■ **Page excerpt**:
==*==
What is LoRA (Low-Rank Adaptation)?

Definition

LoRA stands for Low-Rank Adaptation — a technique for fine-tuning large AI models efficiently by training only a small number of additional parameters instead of the full model.

A full fine-tune of a 7B parameter model might require 28+ GB of GPU memory. LoRA achieves comparable results using 1-5% of those parameters, making fine-tuning accessible on consumer GPUs. It’s particularly popular in the AI image generation community, where LoRA models are shared to add specific styles, characters, or concepts to Stable Diffusion and FLUX.

How It Works

Full Fine-tuning:
  Update ALL 7 billion parameters ← requires 28+ GB VRAM

LoRA:
  Freeze original weights (7B params)
  + Add small trainable matrices (1-100M params)
  = Same quality, fraction of the compute

Original Weight Matrix W (4096 × 4096)
  ↓
  W + ΔW where ΔW = A × B
  A: 4096 × 16 (small!)
  B: 16 × 4096 (small!)
  Total new params: 131K vs 16.7M

The “low-rank” part means that LoRA decomposes weight updates into two small matrices (rank 4-64 typically), which is much more efficient than updating the full weight matrix.

Why It Matters

Accessible — Fine-tune a 7B model on a single GPU with 8GB VRAM
Composable — Multiple LoRAs can be combined (style + character + pose)
Shareable — LoRA files are small (10-200MB vs 5-14GB for full models)
Fast — Training takes minutes to hours instead of days
Reversible — Remove the LoRA to get the original model back

Example

# Training a LoRA for text generation (using Hugging Face PEFT)
==*==
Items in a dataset
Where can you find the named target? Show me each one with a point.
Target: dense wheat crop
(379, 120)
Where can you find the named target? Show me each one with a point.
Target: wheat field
==*==
■ **Tasks to perform**:
1/ On the LoRA page, how much GPU memory might a full fine-tune of a 7B parameter model require?
2/ Continue the LoRA explanation from where it stops.

■ **Responses per task**:
1/ 28+ GB of GPU memory.

2/
from peft import LoraConfig, get_peft_model
from transformers import AutoModelForCausalLM

model = AutoModelForCausalLM.from_pretrained("meta-llama/Llama-3-8B")

lora_config = LoraConfig(
    r=16,                    # Rank — higher = more capacity, more VRAM
    lora_alpha=32,           # Scaling factor
    target_modules=["q_proj", "v_proj"],  # Which layers to adapt
    lora_dropout=0.05,
)

model = get_peft_model(model, lora_config)
model.print_trainable_parameters()
# → trainable params: 4,194,304 || all params: 8,030,261,248 || trainable%: 0.052%

LoRA in Image Generation

In the Stable Diffusion and FLUX ecosystems, LoRAs are used to:

Use Case	Example	Typical Size
Style	Anime style, oil painting, pixel art	10-50MB
Character	Consistent character across images	50-150MB
Concept	Specific object, pose, or composition	10-100MB

Platforms like CivitAI host thousands of community-trained LoRAs.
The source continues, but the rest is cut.